Sunday, May 18, 2014

Piala Dunia a la Galeano III: Piala Dunia 1938*

Oleh Eduardo Galeano; Alihbahasa Mahfud Ikhwan



Max Theiler tengah menemukan sebuah vaksin untuk demam kuning; foto berwarna baru saja muncul; Walt Disney sedang meluncurkan “Snow White”; dan Eisenstein tengah memfilmkan “Alexander Nevski”. Nilon, yang belum lama berselang ditemukan oleh seorang profesor Harvard, tengah diubah jadi parasut dan kaos kaki perempuan.

Dua penyair Argentina, Anfonsina Storni dan Leopoldo Lugones, membunuh dirinya sendiri. Lazaro Cardenas menasionalisasi minyak Mexico dan menantang blokade dan aneka ragam kegeraman Barat. Sementara Orson Welles sedang menayangkan infasi penduduk Mars kepada Amerika Serikat untuk menakut-nakuti mereka yang jerih, Standard Oil minta infasi sungguhan atas Mexico untuk menghukum jalan sesat Cardenas dan mengakhiri tabiat buruknya.

## YANG PERLU DIKERJAKAN
**A.** Dalam teks tentang Piala Dunia 1938, siapa yang menasionalisasi minyak Mexico?
**B.** Silakan lanjutkan teks tentang Piala Dunia 1938 mulai dari kalimat terakhirnya.

## INFORMASI YANG DIBERIKAN
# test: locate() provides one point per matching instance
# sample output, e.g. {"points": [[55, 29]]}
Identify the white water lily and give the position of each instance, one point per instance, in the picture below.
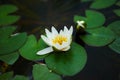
{"points": [[57, 40], [81, 24]]}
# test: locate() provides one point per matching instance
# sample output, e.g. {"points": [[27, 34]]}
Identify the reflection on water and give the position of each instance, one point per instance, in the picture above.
{"points": [[102, 63]]}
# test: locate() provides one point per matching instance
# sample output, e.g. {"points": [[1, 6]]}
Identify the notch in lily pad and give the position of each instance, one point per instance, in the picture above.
{"points": [[100, 4], [11, 42], [41, 72], [93, 19], [5, 17]]}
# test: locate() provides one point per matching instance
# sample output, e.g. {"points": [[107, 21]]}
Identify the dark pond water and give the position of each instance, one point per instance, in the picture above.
{"points": [[102, 63]]}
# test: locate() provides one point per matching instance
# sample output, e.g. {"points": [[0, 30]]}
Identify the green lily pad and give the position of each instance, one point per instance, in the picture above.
{"points": [[5, 32], [115, 46], [118, 3], [10, 58], [7, 20], [93, 19], [6, 9], [98, 37], [6, 76], [86, 0], [29, 50], [115, 27], [19, 77], [41, 72], [10, 43], [117, 12], [69, 62], [100, 4]]}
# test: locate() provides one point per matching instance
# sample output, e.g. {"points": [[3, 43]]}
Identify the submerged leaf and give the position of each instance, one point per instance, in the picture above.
{"points": [[69, 62], [98, 37], [41, 72], [100, 4]]}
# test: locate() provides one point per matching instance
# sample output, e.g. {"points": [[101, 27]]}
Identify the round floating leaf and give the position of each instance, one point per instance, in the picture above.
{"points": [[98, 37], [10, 58], [115, 46], [6, 9], [115, 27], [93, 19], [100, 4], [6, 76], [117, 12], [5, 32], [79, 18], [12, 43], [67, 63], [41, 72], [18, 77], [7, 20], [31, 47], [118, 3]]}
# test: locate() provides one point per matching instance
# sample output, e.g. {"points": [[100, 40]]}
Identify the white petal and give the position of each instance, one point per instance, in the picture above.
{"points": [[65, 29], [54, 31], [57, 46], [48, 33], [45, 51], [46, 40], [61, 32], [66, 49]]}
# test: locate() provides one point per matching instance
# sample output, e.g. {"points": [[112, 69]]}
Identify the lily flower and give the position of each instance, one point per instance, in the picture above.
{"points": [[57, 40], [80, 24]]}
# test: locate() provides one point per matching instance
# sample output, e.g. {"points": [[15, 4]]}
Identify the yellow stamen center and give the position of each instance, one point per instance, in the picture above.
{"points": [[59, 39]]}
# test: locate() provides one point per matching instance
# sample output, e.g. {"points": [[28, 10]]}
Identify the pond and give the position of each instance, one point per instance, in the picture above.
{"points": [[101, 60]]}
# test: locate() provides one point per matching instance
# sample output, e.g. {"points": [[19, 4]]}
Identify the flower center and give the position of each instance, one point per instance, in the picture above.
{"points": [[59, 39]]}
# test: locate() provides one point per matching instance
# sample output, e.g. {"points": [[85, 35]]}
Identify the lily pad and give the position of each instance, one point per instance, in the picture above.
{"points": [[100, 4], [7, 20], [41, 72], [19, 77], [10, 58], [6, 76], [115, 46], [115, 27], [10, 43], [69, 62], [29, 50], [6, 9], [86, 0], [98, 37], [93, 19], [118, 3], [117, 12]]}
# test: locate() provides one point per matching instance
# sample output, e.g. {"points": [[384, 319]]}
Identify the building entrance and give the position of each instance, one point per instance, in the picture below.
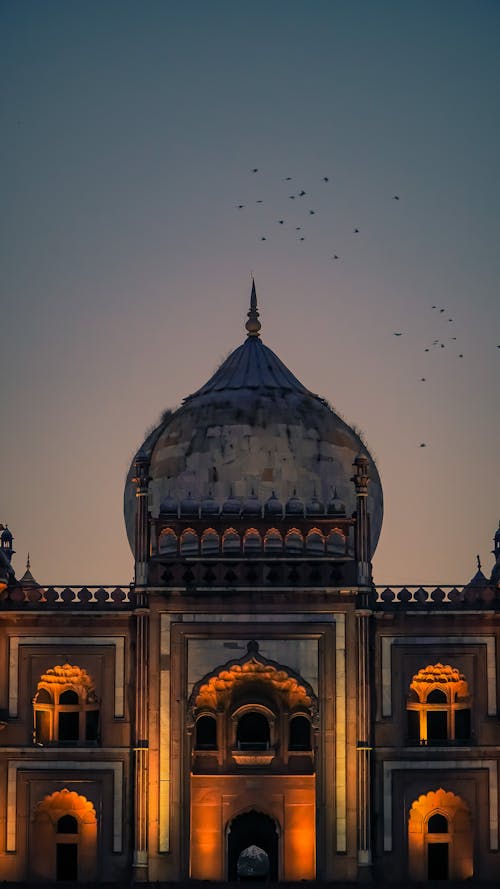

## JAWABAN TUGAS
**A.** Lazaro Cardenas.

**B.**
Di Italia, Manifesto on the Race sedang ditulis dan penyerangan kepada Yahudi tengah meningkat. Jerman mencaplok Austria; Hitler memburu Yahudi dan mengangkangi teritori. Pemerintah Inggris memerintahkan warganya menimbun makanan dan mengajari mereka mempertahankan diri dari serangan gas beracun. Franco sedang mengurung benteng terangkhir Republik Spanyol dan telah memperoleh pengakuan dari Vatikan. Cesar Vallejo sedang sekarat di Paris, boleh jadi saat hujan deras, sementara Sartre menerbitkan Nausea. Dan di sana, di Paris, di bawah bayang-bayang hitam akan pecahnya perang, di mana ‘Guernica”-nya Picasso tengah dipamerkan untuk mencela masa yang bobrok itu, Piala Dunia ke-3 tengah berlangsung. Di Stadion Colombes, Presiden Prancis Albert Lebrun melakukan tendangan pembuka. Ia mau menendang bola, tapi kakinya mencangkul tanah.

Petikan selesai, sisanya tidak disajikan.